• [GIVEN PROBLEM]: Reproduce the part of the classifier excerpt starting at "num_correct = 0" and ending at "ds_counter, ds_tokens, smoothing)", without changing anything.

### EXTRACTED TEXT

NB isn't the best classifier, but it's pretty close, and the fact that it's just counting things makes leave-one-out cross validation really easy. We don't want to test on the training set, but we can easily create a test set of one for each doc by pretending we haven't seen it.

Note that I'm leaving out the prior probability of data science vs. stats, since I made this 50/50 by construction.

In [25]:
ds_tokens

1260636

In [26]:
smoothing = 1.0

num_correct = 0
num_docs = 0

for doc in ds_docs:
    # pretend we haven't seen this before
    for word, count in doc["counts"].items():
        ds_counter[word] -= count
        ds_tokens -= count
    
    total_diff = 0.0
    for token in doc["tokens"]:
        if token in vocab_set:
            ds_log_prob = log_prob(token, ds_counter, ds_tokens, smoothing)
            stat_log_prob = log_prob(token, stat_counter, stat_tokens, smoothing)

######
### DATA SEGMENT

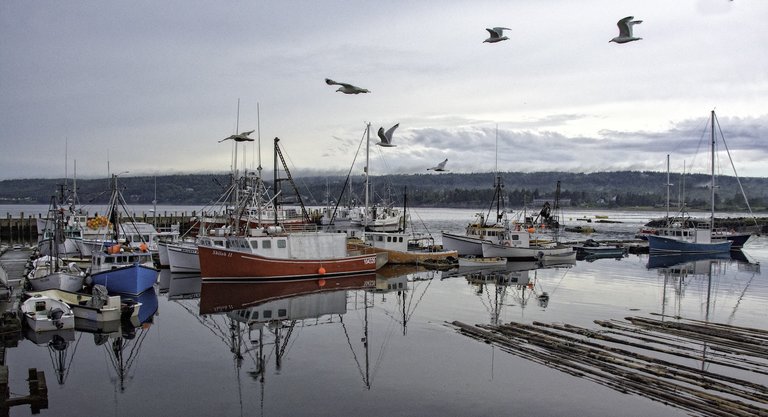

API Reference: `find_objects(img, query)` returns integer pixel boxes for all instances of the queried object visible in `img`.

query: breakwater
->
[0,211,199,244]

######

• [SOLUTION BELOW]:
num_correct = 0
num_docs = 0

for doc in ds_docs:
    # pretend we haven't seen this before
    for word, count in doc["counts"].items():
        ds_counter[word] -= count
        ds_tokens -= count
    
    total_diff = 0.0
    for token in doc["tokens"]:
        if token in vocab_set:
            ds_log_prob = log_prob(token, ds_counter, ds_tokens, smoothing)